A group of 298 residents from remote villages in Marsabit County, northern Kenya, is suing BP and the Kenyan government over 1980s oil exploration waste, which they claim has caused a cancer cluster responsible for hundreds of deaths.

Residents and local health workers say cancer cases and deaths have risen steadily, with more than 500 people reported dead from cancers affecting the digestive system, particularly the oesophagus and stomach. Many were from villages where access to medical care remains limited, News.Az reports, citing AL JAzeera.

They believe rising cancer cases are linked to toxic waste left behind during oil exploration in the 1980s.

Six years ago, doctors diagnosed Maisan Chamuset, 74, with throat cancer and told him he might never speak normally again.

Today, Chamuset communicates through a small pipe inserted in his throat, and his voice comes out strained and mechanical, a reminder of the effect the disease had on his life.

Chamuset’s experience reflects a growing trend in the desert settlement of Kargi, where death tolls are on the rise, including his wife, who died of stomach cancer in 2018.

“Everyone here has similar problems,” Chamuset says. “Many people have died — women, men, young people. Those responsible should be held to account.”

◆ TASK DIRECTIONS
According to the article on the Marsabit County lawsuit, what illness killed Maisan Chamuset's wife in 2018? The records have nothing to do with the task on this article.

◆ MATERIAL SHOWN
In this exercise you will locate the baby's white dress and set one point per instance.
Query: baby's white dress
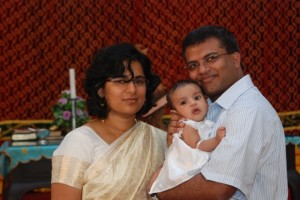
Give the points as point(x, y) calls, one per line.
point(183, 162)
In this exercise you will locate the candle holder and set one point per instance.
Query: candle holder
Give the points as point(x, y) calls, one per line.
point(73, 112)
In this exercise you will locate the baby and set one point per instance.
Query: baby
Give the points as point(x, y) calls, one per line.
point(191, 147)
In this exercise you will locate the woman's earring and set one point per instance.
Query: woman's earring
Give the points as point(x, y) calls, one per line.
point(102, 102)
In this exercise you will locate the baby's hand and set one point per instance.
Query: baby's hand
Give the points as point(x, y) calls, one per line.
point(221, 133)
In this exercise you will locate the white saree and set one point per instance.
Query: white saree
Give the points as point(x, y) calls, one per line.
point(124, 168)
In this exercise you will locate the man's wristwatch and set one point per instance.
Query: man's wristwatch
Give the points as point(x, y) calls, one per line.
point(154, 196)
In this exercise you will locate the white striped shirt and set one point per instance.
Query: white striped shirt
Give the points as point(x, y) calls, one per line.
point(252, 156)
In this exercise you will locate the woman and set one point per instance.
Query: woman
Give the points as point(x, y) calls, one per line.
point(114, 155)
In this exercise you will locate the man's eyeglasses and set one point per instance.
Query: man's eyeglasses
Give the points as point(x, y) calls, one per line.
point(137, 81)
point(206, 62)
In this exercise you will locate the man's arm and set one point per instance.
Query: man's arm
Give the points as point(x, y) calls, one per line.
point(198, 188)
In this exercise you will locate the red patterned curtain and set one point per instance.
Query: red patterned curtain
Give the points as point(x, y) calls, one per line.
point(41, 40)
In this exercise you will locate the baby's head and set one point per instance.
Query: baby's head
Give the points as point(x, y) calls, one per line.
point(187, 99)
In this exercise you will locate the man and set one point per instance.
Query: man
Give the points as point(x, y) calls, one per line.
point(250, 162)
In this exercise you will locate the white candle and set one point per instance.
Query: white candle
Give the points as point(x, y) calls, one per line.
point(72, 83)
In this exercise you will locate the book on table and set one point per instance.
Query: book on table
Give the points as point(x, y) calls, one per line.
point(24, 134)
point(24, 143)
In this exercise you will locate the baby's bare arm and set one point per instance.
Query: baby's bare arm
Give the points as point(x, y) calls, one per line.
point(210, 144)
point(190, 136)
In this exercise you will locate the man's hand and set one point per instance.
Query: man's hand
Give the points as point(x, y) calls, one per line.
point(174, 126)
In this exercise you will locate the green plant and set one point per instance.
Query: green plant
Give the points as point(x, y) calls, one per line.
point(62, 111)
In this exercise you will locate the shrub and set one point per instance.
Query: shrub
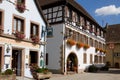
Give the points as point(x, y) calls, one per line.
point(92, 68)
point(8, 72)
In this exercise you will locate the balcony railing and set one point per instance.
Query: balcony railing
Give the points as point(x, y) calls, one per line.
point(81, 29)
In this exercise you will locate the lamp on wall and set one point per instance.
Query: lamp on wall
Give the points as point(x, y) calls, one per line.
point(8, 49)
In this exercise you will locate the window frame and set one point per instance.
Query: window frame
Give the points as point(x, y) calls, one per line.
point(23, 24)
point(2, 20)
point(37, 32)
point(84, 58)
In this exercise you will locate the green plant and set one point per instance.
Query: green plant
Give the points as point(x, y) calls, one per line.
point(92, 68)
point(8, 72)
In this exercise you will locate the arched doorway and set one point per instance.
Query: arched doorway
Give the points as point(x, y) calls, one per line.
point(72, 63)
point(117, 65)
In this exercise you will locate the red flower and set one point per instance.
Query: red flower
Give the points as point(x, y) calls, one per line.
point(35, 39)
point(70, 42)
point(79, 45)
point(19, 35)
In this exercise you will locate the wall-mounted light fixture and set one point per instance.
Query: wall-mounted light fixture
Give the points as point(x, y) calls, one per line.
point(8, 49)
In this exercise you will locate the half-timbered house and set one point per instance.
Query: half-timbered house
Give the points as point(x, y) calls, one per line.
point(22, 35)
point(77, 40)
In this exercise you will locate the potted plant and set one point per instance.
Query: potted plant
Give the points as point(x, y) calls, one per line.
point(19, 35)
point(86, 46)
point(20, 7)
point(35, 39)
point(8, 75)
point(70, 42)
point(79, 45)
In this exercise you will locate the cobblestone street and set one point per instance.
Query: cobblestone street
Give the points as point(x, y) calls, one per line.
point(112, 74)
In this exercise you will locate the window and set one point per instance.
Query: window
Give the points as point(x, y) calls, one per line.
point(20, 5)
point(0, 18)
point(34, 30)
point(91, 41)
point(91, 57)
point(18, 25)
point(84, 58)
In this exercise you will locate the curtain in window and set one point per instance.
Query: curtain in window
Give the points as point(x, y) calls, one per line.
point(34, 30)
point(15, 25)
point(19, 25)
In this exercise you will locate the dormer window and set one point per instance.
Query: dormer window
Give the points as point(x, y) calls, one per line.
point(20, 5)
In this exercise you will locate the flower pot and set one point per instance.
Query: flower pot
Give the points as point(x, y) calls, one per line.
point(8, 77)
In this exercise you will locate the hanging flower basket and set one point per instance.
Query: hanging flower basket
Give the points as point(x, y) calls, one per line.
point(19, 35)
point(20, 7)
point(97, 49)
point(101, 50)
point(86, 46)
point(70, 42)
point(79, 45)
point(35, 39)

◆ EXERCISE ANSWER
Stomach cancer.